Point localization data
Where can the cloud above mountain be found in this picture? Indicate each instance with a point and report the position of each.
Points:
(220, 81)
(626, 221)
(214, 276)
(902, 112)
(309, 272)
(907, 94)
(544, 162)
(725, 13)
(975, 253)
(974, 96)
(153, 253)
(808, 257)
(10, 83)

**Action item**
The records shown above should be given again word for word.

**Your response**
Where can the cloud above mountain be found in this picture? Indicate each instance with a point and report the position of each.
Points:
(220, 81)
(626, 221)
(214, 276)
(902, 112)
(309, 272)
(907, 94)
(544, 162)
(725, 13)
(975, 253)
(974, 96)
(153, 253)
(808, 257)
(10, 83)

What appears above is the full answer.